▶ **Objective**: Gather every line of the listing that contains the string "sign", matching case. Copy each such line in full.

BEGIN Records

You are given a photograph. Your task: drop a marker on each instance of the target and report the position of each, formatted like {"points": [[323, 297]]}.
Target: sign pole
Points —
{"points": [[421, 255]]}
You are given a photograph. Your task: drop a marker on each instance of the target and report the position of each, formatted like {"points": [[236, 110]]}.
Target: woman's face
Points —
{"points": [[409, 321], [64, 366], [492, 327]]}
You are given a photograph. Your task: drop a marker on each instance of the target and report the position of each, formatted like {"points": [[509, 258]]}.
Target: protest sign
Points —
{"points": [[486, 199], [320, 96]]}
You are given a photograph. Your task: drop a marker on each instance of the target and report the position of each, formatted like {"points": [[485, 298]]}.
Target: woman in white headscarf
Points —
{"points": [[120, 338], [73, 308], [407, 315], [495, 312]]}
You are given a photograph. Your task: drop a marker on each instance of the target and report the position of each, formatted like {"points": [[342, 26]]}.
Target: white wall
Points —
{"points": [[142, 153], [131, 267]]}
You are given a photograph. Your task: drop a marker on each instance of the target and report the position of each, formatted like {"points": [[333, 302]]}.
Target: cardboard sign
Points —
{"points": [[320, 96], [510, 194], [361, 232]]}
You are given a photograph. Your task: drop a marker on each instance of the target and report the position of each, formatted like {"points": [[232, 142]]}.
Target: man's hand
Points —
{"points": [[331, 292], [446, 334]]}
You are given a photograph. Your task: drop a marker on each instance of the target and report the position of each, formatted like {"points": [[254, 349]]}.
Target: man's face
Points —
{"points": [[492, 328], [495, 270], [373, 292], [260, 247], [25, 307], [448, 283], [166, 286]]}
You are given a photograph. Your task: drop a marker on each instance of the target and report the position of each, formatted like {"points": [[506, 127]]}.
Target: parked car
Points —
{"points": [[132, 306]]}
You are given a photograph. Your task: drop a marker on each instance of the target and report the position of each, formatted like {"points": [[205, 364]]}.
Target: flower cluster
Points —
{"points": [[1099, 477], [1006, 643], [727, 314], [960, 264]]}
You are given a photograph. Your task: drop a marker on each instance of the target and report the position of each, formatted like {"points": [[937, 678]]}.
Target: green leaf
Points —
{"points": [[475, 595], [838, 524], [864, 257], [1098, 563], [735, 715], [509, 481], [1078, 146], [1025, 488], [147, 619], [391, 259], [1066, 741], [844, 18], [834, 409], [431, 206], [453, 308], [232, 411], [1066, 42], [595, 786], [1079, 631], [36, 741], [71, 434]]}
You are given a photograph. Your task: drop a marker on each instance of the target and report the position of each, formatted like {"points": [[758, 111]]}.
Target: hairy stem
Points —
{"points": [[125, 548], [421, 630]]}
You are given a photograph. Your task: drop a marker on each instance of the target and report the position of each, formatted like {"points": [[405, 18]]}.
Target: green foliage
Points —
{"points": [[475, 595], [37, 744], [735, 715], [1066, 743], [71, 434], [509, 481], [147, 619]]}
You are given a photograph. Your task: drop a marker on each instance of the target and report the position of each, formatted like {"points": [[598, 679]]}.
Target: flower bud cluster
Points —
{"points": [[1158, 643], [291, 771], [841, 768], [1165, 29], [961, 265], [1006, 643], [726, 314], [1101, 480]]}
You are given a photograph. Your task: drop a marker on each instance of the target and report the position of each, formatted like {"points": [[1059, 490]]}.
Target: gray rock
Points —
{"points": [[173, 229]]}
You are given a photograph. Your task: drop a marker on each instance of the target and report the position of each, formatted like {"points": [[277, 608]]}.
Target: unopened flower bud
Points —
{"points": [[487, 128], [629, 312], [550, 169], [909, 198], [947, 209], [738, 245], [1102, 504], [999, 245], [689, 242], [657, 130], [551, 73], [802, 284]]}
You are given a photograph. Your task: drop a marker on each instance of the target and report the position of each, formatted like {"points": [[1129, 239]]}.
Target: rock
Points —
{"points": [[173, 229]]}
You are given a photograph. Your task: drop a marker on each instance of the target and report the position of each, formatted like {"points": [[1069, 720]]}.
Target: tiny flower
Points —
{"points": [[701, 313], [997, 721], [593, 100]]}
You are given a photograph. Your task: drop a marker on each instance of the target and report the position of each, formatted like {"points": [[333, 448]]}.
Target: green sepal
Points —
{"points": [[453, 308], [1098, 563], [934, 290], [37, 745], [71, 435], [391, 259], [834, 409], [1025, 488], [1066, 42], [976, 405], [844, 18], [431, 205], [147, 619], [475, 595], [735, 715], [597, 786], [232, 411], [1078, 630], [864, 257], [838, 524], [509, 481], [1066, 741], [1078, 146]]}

END Records

▶ **Written solution**:
Target: sign pole
Target: protest sign
Target: cardboard sign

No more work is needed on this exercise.